Requirements.
- a) In the Beach Olympics passage, how many nets does Kevin Vander Vliet's volleyball variation use, and how are they arranged?
- b) Write the next part of the Beach Olympics passage, picking up after its last sentence.

Passage given.
Organizing tip No. 1: Limit your olympiad to a couple of hours at most so energy won't drop and tempers won't rise. Tip No. 2: Plan the individual events carefully.
"Choose games that will really appeal to everyone and match your group's fitness level," says Cynthia Shon, president of Bay Area, Calif.-based Corporate Games, an organization that helps companies foster team building among employees. "Remember that running around on sand is not easy."
The events below -- picked by our dream team of athletic contest-organizing experts -- should ease your burden. And heck, most of these will work in a grassy park if there's no beach around. What to use for gold medals is up to you.
This is the one must-do contest in any Beach Olympics. Anyone who's ever taken gym class already knows how to play. And thanks to the sand, taking a heroic dive for the ball will make you look like a stud without scraping or bruising. Traditional volleyball rules work great, but if you've got eight or more people, Kevin Vander Vliet, owner of Team Building California suggests this variation: Create four teams and set up four nets connecting at 90-degree angles in the center. (So the nets form an X.) If the ball's served to you, you can hit it across to any of the other three teams. Normal rules for serves and point scoring apply. "It's a lot of fun because if you have one team that's really good, the others can gang up to beat them," says Vander Vliet.

(Point annotation records)
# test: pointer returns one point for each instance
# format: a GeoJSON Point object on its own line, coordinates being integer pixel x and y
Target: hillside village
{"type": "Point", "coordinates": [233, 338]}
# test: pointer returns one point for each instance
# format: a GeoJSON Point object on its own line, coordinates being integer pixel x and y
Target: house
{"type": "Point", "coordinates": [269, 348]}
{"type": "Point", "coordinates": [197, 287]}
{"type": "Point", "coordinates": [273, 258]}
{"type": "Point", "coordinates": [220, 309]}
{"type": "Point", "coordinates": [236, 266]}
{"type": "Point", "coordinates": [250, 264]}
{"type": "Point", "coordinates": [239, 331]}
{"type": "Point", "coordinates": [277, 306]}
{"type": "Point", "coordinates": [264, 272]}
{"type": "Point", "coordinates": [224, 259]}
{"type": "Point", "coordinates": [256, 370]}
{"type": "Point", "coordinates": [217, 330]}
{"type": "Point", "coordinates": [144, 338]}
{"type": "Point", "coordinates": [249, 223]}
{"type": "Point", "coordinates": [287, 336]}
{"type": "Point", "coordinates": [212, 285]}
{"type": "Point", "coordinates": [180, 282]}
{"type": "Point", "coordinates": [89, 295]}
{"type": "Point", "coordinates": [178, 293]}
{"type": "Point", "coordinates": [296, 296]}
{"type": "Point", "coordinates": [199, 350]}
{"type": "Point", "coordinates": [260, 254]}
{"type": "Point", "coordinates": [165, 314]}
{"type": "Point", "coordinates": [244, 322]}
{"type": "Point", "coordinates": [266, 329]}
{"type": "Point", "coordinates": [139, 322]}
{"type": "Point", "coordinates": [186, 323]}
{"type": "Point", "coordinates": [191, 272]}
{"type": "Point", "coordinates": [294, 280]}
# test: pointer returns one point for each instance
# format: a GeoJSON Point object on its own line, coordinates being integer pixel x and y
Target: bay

Outputs in order.
- a) Four nets connect at 90-degree angles in the center, forming an X.

- b)
This is another easy-to-organize, fun-to-play favorite. But when you're on sand, the going is too slow for people to be sprinting all around the playing area, like in typical Ultimate. So Shon applies slightly different rules. "We mark off assigned boxes where one person from each team stays. That way there's less running but people are still diving for the frisbee," she says.
It's adaptable to the terrain of just about any beach and easy to set up. If you're using teams, then play by "scramble" rules like in real golf. Here's how it goes: Everyone tees off. Choose whose throw on your team was the best, and then you and all your teammates take your second shot from where that disc landed. Repeat until reaching the end of the hole. "There's great team interaction. There are always some people who have rarely, if ever, thrown a frisbee, and the other team members really get into teaching and helping them," says Knight.
Official rules: Pdga.com/rules
Tug of War
This one needs little explaining. You can buy a thick rope made especially for the sport at FlagHouse.com. If you're really ambitious, you can dig a shallow "pit of shame" for the losers to fall into.
A surprise favorite among the experts, chosen because it involves strength, aim and luck -- and requires the kind of open space a beach provides. You'll need a three-person balloon launcher. (There's one available at Amazon.com.) Then, instead of the hassle of filling up balloons, use foam balls (available at sporting goods stores) and soak them in water before you shoot. Points can be scored based on distance or for hitting specific targets.
This is the grueling grand finale -- much of what's in it will be based on your imagination, as well as the terrain, size and crowdedness of the beach.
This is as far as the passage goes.